--- DOCUMENT ---

UIP: Spend backreferences

One idea for improving Penumbra sync speeds in the future is to implement some version of “DAGSync”, which is the idea that clients can walk the DAG of their transaction graph to scan faster.

In DAGSync, once a client detects a single transaction relevant to them, they can observe all of its outputs and check if each output note is unspent. If the output note is spent, they can learn which transaction spent it, and repeat the process, quickly traversing their own transaction history to reach a subset of notes that are still live.

However, Penumbra (and Zcash) only allow traversing the user’s transaction graph in one direction. The reason is that Spend actions only reveal the nullifier of the note they spend, and there is (by design) no way to go “backwards” from the nullifier to the note commitment or the note itself.

This limits the effectiveness of DAGSync, because it means that the choice of the “seed note/tx” has large impacts on how much of the user’s history can be discovered. One mitigation is the idea of “knitting”, prioritizing newly received notes for spending in order to “knit” them into the graph and make their discovery unimportant, but this has other downsides – it makes it easier for attackers to tag activity (e.g., sending many new small notes, which would be prioritized for spending, causing a detectably high-arity transaction), and it doesn’t really solve the user need of wanting to find their complete transaction history.

Instead, if the Spend action were augmented with a new field, backref_commitment, like so:

message SpendBody {
    // A commitment to the value of the input note.

--- INFORMATION PROVIDED ---

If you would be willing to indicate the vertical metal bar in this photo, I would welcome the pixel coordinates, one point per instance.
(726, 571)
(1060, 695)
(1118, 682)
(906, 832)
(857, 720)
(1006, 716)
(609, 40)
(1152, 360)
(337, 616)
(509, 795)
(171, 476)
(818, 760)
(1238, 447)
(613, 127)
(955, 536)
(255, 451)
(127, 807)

---

▸ **STATED TASK 1**
According to the spend backreferences proposal, what is the only thing a Spend action reveals about the note it spends?
▸ **STATED TASK 2**
Can you recast the paragraph of the spend backreferences proposal that begins "This limits the effectiveness of DAGSync" as a short bulleted list that keeps its main facts?
▸ **STATED TASK 3**
Write the next part of the spend backreferences proposal, continuing from its final line.

▸ **WRITTEN REPLY 1**
Only the nullifier of that note.

▸ **WRITTEN REPLY 2**
- Because the graph can only be walked in one direction, the choice of seed note or transaction strongly affects how much of a user's history DAGSync can find.
- One mitigation is "knitting": spending newly received notes first so they join the graph and don't need to be discovered separately.
- Knitting makes it easier for attackers to tag activity. For example, sending many small new notes that get spent first produces a detectably high-arity transaction.
- Knitting also doesn't meet the user's need to find their complete transaction history.

▸ **WRITTEN REPLY 3**
    penumbra.core.asset.v1.BalanceCommitment balance_commitment = 1;
    // The nullifier of the input note.
    penumbra.core.component.sct.v1.Nullifier nullifier = 6;
    // The randomized validating key for the spend authorization signature.
    penumbra.crypto.decaf377_rdsa.v1.SpendVerificationKey rk = 4;
    // NEW: An encryption of the commitment of the input note to the sender's OVK.
    bytes backref_commitment = 7;
}

Then a client could traverse their transaction graph forwards instead of backwards. This would allow searching for a “seed note/tx” starting from newest rather than oldest, and allow finding more branches of the tree without needing to perform knitting.

This field would not be checked by any consensus logic, so a client wishing to have forward secrecy can fill in invalid data. (I don’t think the default clients should support this behavior, but it’s important to be clear about this).

If this change were to be made, it would be good to make it as soon as possible, because it only allows accelerated sync for transactions after it lands. Because Penumbra still has very few users, there are not yet that many transactions, so now would be the second-best time to add this field (the best time having been prior to mainnet).

Questions:

  • Should the backreference be the note commitment, or the transaction hash of the transaction that created the note?
    • My initial preference would be the note commitment, since it’s more self-contained – there’s no extra data needed to be plumbed in. There might be a slight increase in RPC calls needed by the client (first looking up a txid by commitment and then fetching the tx) but this seems pretty unimportant or fixable at the RPC level.
  • Should the field be optional, to allow a phased adoption period, or required, so that all transactions are indistinguishable?
    • My initial preference would be a phased adoption period, making it optional initially and then required later, to minimize breakage of client software.
  • Should the field be part of the effect hash?
    • If not, what are the security effects?
    • If so, what is needed to ensure adding the field to the effect hash doesn’t break anything (in case of a phased adoption / optional field)?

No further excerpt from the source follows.